■ TEXT SEGMENT ■

It has been said that in the EU referendum last year, the British people voted to ‘take back control’ of our laws. For many, that meant a powerful reassertion of Parliamentary sovereignty. As such, we parliamentarians have a solemn duty to scrutinise the actions of the executive. On no subject is this scrutiny more important and more necessary than Brexit.
Members of all parties have already provided valuable scrutiny to the EU (Withdrawal) Bill, and we have forced the Government into some concessions. But little of that will matter unless we can have a truly meaningful vote on the withdrawal agreement the Government negotiates with the European Union.
Far too often, Ministers have flouted the rights of Parliament in this process, seeking exceptional powers to take the UK out of the EU on a bad deal, or with no agreement at all. This is unacceptable.
Ministers have committed to enshrining the withdrawal agreement in legislation which must be passed through Parliament. But there are no guarantees that this would be in any way meaningful. Were the Government to be defeated, they could still crash the UK out of the Union with no deal. There is no prescription for how much detail must be provided in the Bill. And we could even find ourselves in the absurd position of voting on the exit agreement after the UK has left.

■ TASK BRIEF ■
For each statement below, say whether the Brexit scrutiny text supports it, answering yes or no and quoting the words that decide it. (a) Ministers have promised to put the withdrawal agreement into legislation that Parliament must pass. (b) The Government has made no concessions on the EU (Withdrawal) Bill. (c) A Government defeat would stop the UK from leaving the Union without a deal. Nothing in the data has any bearing on this.

■ RECORD EXTRACTS ■
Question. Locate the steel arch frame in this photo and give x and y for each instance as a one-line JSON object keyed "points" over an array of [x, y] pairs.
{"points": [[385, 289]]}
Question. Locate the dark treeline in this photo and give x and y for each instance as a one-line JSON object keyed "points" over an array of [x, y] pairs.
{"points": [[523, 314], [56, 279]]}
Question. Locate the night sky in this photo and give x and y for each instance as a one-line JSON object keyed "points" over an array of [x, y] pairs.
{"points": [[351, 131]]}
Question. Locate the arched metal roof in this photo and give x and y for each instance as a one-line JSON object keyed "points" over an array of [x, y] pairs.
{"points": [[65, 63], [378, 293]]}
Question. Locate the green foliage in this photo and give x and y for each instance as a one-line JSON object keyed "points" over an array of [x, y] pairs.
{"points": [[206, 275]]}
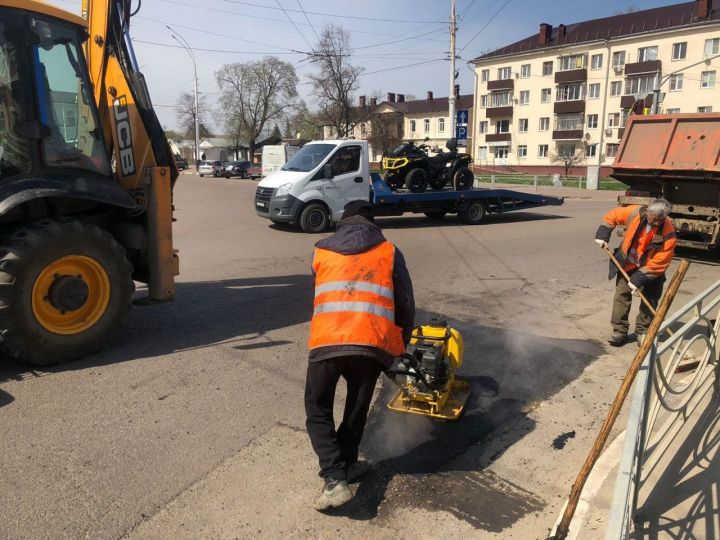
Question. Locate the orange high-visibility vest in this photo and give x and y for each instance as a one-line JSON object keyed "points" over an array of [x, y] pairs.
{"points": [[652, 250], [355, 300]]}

■ RESULT ■
(a) Yes: "Ministers have committed to enshrining the withdrawal agreement in legislation which must be passed through Parliament."
(b) No: "we have forced the Government into some concessions."
(c) No: "Were the Government to be defeated, they could still crash the UK out of the Union with no deal."